[Part of a data file]

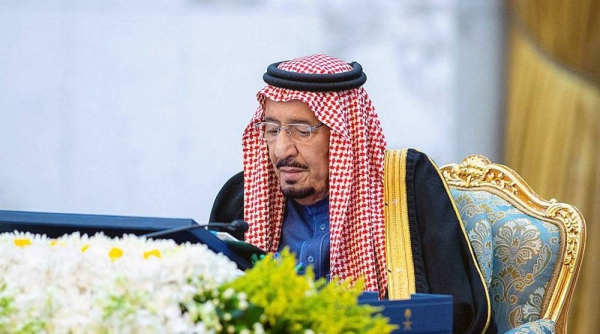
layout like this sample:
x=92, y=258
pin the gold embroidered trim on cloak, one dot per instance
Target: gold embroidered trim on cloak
x=399, y=258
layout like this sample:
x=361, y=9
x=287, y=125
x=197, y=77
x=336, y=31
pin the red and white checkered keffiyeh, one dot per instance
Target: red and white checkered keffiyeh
x=356, y=156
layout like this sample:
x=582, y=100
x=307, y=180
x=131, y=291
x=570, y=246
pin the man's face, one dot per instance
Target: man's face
x=302, y=167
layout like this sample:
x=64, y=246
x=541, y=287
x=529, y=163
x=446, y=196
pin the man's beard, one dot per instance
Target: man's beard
x=291, y=192
x=298, y=193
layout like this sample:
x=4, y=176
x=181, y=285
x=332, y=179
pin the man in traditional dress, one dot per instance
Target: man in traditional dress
x=315, y=164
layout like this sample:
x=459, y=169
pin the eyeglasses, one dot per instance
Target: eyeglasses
x=297, y=132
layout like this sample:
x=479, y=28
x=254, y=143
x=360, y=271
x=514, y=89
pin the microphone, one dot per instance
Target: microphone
x=236, y=226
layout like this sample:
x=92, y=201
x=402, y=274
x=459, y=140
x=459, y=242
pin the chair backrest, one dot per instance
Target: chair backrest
x=529, y=249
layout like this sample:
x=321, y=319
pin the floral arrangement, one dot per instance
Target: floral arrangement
x=81, y=284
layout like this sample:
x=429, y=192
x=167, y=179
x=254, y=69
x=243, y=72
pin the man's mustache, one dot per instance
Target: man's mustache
x=290, y=163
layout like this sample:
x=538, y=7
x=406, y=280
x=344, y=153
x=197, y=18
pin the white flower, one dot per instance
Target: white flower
x=98, y=284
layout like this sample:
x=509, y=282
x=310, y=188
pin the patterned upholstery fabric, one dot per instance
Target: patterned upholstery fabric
x=517, y=254
x=541, y=326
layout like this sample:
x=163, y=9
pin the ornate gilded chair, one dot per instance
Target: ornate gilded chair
x=529, y=249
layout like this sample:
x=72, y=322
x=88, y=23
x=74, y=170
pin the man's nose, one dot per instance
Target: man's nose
x=284, y=146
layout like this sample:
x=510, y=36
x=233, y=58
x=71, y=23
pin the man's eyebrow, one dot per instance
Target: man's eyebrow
x=291, y=121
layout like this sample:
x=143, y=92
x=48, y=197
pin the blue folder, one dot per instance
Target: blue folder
x=423, y=313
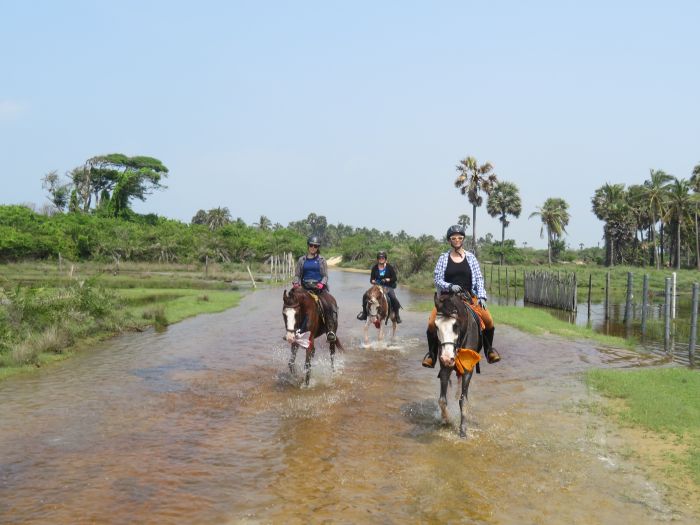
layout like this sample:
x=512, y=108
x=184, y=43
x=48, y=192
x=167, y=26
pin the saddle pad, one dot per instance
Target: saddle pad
x=466, y=360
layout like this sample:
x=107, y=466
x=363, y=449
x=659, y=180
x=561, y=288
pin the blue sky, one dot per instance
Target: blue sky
x=358, y=111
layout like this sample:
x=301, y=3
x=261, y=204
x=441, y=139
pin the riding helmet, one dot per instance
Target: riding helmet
x=455, y=228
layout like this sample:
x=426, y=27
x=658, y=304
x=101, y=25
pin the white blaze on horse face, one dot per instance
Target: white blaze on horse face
x=289, y=321
x=446, y=334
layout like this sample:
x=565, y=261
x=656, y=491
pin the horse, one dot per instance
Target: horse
x=459, y=335
x=303, y=313
x=376, y=304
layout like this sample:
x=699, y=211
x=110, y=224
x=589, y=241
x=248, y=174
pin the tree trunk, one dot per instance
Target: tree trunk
x=474, y=229
x=503, y=236
x=697, y=240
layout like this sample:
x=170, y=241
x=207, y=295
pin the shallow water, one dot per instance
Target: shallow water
x=203, y=423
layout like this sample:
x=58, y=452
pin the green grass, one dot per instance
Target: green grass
x=539, y=322
x=47, y=316
x=663, y=401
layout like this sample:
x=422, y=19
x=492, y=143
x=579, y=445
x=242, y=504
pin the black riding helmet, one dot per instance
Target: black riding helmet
x=455, y=228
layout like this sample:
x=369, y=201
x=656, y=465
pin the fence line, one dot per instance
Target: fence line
x=551, y=289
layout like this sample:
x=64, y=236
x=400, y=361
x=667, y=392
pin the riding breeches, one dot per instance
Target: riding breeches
x=483, y=314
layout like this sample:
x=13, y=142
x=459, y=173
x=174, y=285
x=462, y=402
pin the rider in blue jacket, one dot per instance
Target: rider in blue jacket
x=312, y=274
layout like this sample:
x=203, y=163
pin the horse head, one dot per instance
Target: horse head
x=451, y=323
x=291, y=313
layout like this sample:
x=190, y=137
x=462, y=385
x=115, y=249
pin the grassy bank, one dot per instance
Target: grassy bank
x=662, y=401
x=46, y=316
x=538, y=322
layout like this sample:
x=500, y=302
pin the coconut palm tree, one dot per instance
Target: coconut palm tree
x=555, y=218
x=610, y=206
x=680, y=205
x=695, y=184
x=656, y=192
x=263, y=223
x=504, y=200
x=471, y=181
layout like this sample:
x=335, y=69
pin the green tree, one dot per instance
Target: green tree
x=503, y=201
x=555, y=217
x=695, y=184
x=656, y=194
x=680, y=205
x=610, y=206
x=472, y=179
x=59, y=194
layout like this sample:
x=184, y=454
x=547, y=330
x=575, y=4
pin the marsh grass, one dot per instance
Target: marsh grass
x=664, y=401
x=49, y=318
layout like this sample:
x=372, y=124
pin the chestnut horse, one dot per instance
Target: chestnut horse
x=460, y=341
x=376, y=304
x=304, y=322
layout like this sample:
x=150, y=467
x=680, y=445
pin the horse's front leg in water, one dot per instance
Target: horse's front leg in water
x=307, y=363
x=466, y=379
x=444, y=382
x=293, y=358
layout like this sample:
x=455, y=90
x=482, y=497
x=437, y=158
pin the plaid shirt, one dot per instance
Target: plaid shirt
x=478, y=288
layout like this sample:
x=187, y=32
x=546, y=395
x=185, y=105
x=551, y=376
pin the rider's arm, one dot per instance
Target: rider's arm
x=477, y=279
x=440, y=267
x=299, y=272
x=324, y=270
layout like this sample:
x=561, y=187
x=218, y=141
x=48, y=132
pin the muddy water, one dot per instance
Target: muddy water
x=203, y=424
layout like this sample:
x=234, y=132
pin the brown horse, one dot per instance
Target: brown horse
x=376, y=304
x=460, y=341
x=305, y=320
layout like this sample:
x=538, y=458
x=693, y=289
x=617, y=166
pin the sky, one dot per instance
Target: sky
x=359, y=111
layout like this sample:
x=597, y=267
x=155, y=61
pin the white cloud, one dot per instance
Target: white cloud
x=10, y=109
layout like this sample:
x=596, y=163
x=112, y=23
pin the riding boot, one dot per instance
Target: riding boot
x=492, y=356
x=332, y=317
x=396, y=306
x=431, y=356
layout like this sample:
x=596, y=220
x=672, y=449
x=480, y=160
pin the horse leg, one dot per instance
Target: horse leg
x=466, y=379
x=307, y=363
x=444, y=382
x=293, y=358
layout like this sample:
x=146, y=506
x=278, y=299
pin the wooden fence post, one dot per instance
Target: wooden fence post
x=693, y=324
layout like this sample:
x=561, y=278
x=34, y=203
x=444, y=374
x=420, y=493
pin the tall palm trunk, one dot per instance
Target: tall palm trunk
x=503, y=237
x=474, y=229
x=697, y=240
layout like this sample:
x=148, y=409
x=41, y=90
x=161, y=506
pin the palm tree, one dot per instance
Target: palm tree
x=218, y=217
x=680, y=203
x=504, y=200
x=263, y=223
x=555, y=218
x=471, y=181
x=695, y=184
x=610, y=206
x=656, y=191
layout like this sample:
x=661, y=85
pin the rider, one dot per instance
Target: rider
x=457, y=271
x=312, y=274
x=384, y=275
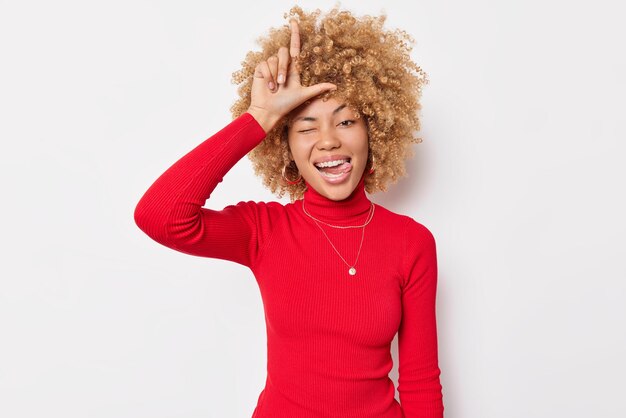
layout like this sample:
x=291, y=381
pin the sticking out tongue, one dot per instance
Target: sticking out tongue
x=338, y=169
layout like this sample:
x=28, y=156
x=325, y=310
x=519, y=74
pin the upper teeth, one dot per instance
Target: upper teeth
x=330, y=163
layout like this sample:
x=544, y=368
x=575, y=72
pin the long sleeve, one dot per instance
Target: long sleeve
x=419, y=385
x=171, y=212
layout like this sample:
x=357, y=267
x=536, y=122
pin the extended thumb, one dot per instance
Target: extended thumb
x=320, y=88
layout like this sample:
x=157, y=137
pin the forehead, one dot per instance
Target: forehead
x=317, y=108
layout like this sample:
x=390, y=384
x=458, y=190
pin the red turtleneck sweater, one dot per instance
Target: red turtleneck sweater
x=329, y=333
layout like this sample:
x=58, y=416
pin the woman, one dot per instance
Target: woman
x=325, y=119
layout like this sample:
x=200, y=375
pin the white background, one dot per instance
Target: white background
x=520, y=178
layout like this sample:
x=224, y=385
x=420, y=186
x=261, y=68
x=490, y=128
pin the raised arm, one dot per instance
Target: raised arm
x=419, y=385
x=171, y=212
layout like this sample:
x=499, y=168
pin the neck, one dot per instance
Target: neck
x=354, y=207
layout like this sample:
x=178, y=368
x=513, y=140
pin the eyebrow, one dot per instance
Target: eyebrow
x=312, y=119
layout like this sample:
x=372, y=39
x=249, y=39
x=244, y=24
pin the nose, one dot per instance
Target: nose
x=328, y=138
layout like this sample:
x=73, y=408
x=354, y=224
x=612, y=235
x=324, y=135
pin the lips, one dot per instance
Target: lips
x=331, y=158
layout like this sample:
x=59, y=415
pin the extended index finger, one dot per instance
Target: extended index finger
x=294, y=48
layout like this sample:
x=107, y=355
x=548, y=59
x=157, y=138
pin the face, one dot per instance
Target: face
x=329, y=131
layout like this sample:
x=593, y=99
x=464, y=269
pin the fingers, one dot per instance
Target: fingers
x=283, y=63
x=272, y=64
x=294, y=47
x=262, y=70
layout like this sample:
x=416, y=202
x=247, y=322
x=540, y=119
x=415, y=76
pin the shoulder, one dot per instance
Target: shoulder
x=410, y=228
x=257, y=211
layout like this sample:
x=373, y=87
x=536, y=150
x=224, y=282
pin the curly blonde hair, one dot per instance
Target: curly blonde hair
x=374, y=75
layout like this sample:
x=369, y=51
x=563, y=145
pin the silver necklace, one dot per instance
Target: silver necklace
x=352, y=269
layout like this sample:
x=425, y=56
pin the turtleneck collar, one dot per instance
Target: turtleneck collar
x=354, y=207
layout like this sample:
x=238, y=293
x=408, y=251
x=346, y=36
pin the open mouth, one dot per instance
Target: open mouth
x=335, y=170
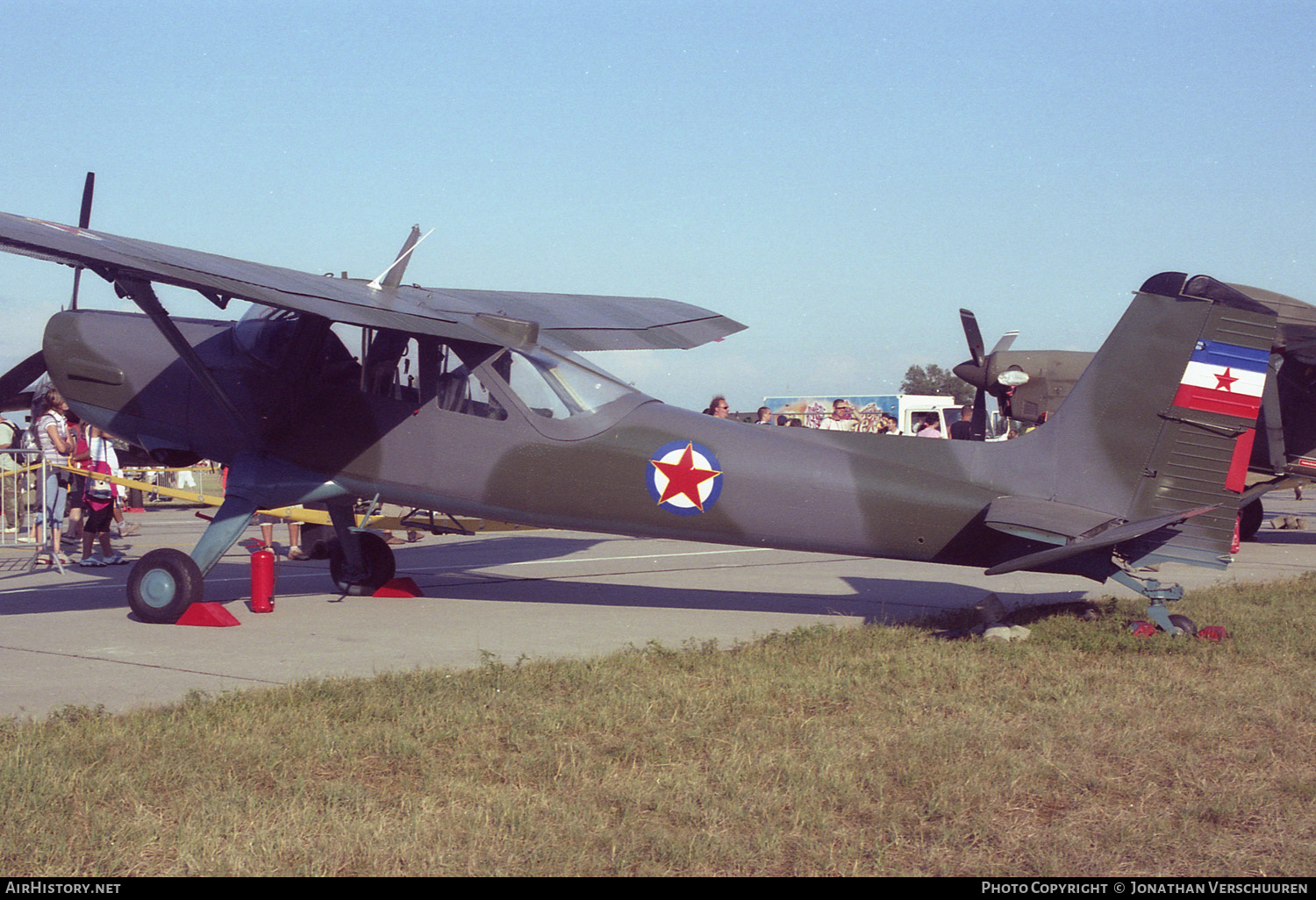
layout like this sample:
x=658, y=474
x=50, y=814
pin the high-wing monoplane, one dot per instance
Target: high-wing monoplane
x=479, y=403
x=1029, y=386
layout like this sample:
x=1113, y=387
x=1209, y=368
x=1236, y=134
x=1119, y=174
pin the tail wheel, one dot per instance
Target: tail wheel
x=163, y=584
x=1184, y=624
x=379, y=566
x=1249, y=520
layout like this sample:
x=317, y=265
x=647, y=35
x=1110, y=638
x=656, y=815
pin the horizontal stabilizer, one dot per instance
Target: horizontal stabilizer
x=571, y=321
x=1107, y=539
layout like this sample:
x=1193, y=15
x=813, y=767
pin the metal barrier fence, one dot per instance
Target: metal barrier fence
x=24, y=476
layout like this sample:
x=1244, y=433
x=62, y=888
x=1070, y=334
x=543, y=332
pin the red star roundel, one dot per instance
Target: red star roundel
x=684, y=478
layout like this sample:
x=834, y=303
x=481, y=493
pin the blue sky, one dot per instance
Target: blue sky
x=840, y=176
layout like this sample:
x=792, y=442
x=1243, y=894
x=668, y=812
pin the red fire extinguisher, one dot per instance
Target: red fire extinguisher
x=262, y=581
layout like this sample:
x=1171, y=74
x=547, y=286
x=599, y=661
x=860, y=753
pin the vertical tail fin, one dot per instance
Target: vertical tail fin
x=1160, y=424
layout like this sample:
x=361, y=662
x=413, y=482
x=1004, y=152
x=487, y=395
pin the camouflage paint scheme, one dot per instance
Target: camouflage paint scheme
x=1119, y=476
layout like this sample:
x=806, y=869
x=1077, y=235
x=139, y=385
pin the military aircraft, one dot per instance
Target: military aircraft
x=503, y=418
x=1031, y=384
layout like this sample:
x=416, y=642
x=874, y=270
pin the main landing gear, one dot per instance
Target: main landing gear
x=163, y=583
x=376, y=566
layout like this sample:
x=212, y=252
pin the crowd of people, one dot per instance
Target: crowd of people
x=842, y=418
x=73, y=507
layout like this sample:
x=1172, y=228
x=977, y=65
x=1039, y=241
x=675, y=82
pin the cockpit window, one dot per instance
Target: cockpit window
x=554, y=386
x=266, y=333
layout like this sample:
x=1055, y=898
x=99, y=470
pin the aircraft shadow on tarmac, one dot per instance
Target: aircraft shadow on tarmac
x=457, y=574
x=876, y=600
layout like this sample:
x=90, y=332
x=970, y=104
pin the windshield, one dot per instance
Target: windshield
x=554, y=386
x=266, y=332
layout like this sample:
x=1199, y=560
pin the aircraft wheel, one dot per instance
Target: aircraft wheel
x=316, y=541
x=379, y=566
x=163, y=584
x=1249, y=520
x=1184, y=624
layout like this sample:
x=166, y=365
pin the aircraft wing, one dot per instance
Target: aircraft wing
x=576, y=321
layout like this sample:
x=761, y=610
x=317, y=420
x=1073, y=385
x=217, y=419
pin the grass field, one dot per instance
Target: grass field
x=1084, y=750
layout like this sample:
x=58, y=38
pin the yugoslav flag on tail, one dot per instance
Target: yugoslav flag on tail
x=1224, y=378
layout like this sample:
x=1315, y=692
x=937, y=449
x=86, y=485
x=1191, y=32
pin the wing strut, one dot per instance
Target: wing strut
x=144, y=295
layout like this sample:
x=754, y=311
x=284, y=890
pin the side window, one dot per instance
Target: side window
x=463, y=392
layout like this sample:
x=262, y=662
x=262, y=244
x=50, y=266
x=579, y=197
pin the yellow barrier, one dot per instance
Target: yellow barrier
x=295, y=513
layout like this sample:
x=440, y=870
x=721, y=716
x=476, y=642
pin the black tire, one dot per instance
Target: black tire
x=379, y=566
x=316, y=541
x=1184, y=624
x=162, y=584
x=1249, y=520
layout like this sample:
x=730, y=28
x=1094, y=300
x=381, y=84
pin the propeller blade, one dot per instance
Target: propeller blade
x=979, y=420
x=973, y=334
x=83, y=221
x=1005, y=341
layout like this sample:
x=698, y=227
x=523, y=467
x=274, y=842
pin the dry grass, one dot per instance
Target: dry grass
x=1084, y=752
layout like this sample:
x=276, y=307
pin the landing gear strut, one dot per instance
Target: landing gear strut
x=1157, y=596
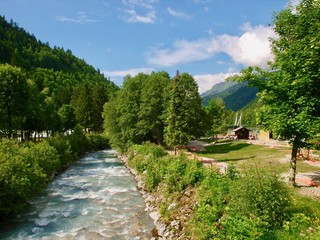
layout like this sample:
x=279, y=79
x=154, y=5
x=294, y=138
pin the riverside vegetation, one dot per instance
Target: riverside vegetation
x=27, y=168
x=203, y=204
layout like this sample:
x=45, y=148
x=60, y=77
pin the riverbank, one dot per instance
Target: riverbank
x=161, y=231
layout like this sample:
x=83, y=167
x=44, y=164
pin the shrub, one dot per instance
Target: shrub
x=258, y=197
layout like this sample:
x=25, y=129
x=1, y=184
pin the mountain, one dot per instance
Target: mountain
x=235, y=95
x=47, y=89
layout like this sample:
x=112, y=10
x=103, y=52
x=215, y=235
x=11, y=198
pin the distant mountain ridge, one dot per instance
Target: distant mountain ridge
x=235, y=95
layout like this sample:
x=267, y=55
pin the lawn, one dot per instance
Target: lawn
x=240, y=152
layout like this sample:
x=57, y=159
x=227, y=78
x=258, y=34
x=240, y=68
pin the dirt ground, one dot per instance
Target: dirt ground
x=308, y=183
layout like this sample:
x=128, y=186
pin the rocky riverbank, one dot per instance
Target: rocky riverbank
x=162, y=231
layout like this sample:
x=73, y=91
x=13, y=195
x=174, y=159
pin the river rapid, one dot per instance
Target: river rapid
x=96, y=198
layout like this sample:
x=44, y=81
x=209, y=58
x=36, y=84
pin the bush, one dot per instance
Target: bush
x=26, y=169
x=258, y=200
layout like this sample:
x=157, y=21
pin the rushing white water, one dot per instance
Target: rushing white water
x=96, y=198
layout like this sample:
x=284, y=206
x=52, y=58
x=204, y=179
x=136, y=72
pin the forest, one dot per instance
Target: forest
x=49, y=93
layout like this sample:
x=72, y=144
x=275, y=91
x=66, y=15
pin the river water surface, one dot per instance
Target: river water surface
x=96, y=198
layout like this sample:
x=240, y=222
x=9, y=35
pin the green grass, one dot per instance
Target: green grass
x=240, y=152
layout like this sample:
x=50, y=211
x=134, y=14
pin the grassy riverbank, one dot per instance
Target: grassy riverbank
x=26, y=168
x=199, y=203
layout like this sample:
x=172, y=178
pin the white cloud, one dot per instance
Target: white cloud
x=81, y=18
x=206, y=81
x=251, y=48
x=132, y=7
x=122, y=73
x=133, y=17
x=178, y=14
x=293, y=4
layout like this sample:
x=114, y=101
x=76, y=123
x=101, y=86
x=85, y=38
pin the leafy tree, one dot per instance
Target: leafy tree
x=289, y=90
x=154, y=100
x=66, y=113
x=137, y=113
x=82, y=104
x=13, y=98
x=185, y=115
x=217, y=116
x=99, y=98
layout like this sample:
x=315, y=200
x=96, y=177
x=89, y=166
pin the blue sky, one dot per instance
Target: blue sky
x=210, y=39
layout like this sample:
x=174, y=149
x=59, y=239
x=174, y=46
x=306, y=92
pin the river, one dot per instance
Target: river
x=96, y=198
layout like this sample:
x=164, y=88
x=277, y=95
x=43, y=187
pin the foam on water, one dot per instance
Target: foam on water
x=95, y=198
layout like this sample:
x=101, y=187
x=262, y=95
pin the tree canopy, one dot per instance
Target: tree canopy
x=151, y=107
x=40, y=86
x=289, y=89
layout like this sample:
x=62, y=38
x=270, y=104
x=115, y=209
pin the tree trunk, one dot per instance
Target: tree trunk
x=293, y=161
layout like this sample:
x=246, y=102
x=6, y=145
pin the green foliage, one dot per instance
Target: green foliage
x=185, y=114
x=255, y=204
x=259, y=205
x=13, y=98
x=289, y=89
x=219, y=118
x=26, y=169
x=137, y=113
x=38, y=85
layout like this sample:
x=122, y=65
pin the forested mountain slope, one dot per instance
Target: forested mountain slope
x=49, y=88
x=234, y=95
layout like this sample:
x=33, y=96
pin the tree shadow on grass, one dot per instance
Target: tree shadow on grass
x=224, y=148
x=236, y=159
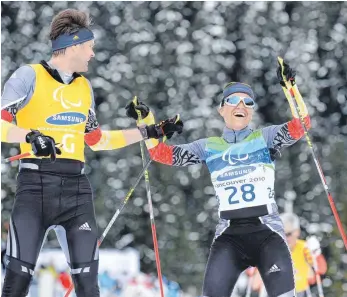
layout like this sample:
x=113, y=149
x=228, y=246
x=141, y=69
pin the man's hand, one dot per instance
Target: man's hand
x=42, y=146
x=314, y=246
x=288, y=72
x=140, y=106
x=165, y=128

● **WORK TO COMPLETE**
Please render the listing as a numbered list, starting at its first line and ending at the line containing "x=290, y=163", with blank lines left out. Leave the pictures out of your answer.

● **RESULT FOR THIS TASK**
1. layout like this sample:
2. x=92, y=258
3. pin the gold embroidered trim on cloak, one dot per instance
4. Target: gold embroidered trim on cloak
5. x=399, y=258
6. layout like this sample:
7. x=361, y=9
8. x=287, y=125
9. x=197, y=77
10. x=336, y=31
11. pin the red and white checkered keffiyeh, one dot per instance
12. Target: red and white checkered keffiyeh
13. x=356, y=156
14. layout like this sample:
15. x=582, y=100
16. x=307, y=180
17. x=131, y=291
18. x=570, y=246
19. pin the man's face, one dot per instance
20. Target: man's face
21. x=302, y=167
22. layout like this sample:
23. x=64, y=246
24. x=541, y=287
25. x=529, y=163
26. x=446, y=196
27. pin the man's beard, one dot per instance
28. Target: man's beard
29. x=291, y=192
30. x=298, y=193
31. layout like this sample:
32. x=4, y=176
33. x=181, y=285
34. x=332, y=179
35. pin the man in traditional dress, one dot per instance
36. Target: man in traditional dress
37. x=315, y=164
38. layout like this sample:
39. x=459, y=169
40. pin the eyeglasses, one dot per instance
41. Target: eyeglasses
42. x=297, y=132
43. layout like this sample:
44. x=479, y=28
45. x=254, y=143
46. x=360, y=271
47. x=514, y=89
48. pin the microphone, one dot per instance
49. Target: microphone
50. x=236, y=226
51. layout like this sample:
52. x=92, y=201
53. x=402, y=274
54. x=459, y=140
55. x=459, y=242
56. pin the chair backrest, one dot per instance
57. Target: chair backrest
58. x=529, y=249
59. layout like this sample:
60. x=321, y=319
61. pin the floral arrangement, one dot per instance
62. Target: floral arrangement
63. x=81, y=284
64. layout like this sample:
65. x=429, y=192
66. x=167, y=179
67. x=254, y=69
68. x=243, y=72
69. pin the man's mustache, one dot per instance
70. Target: man's mustache
71. x=290, y=163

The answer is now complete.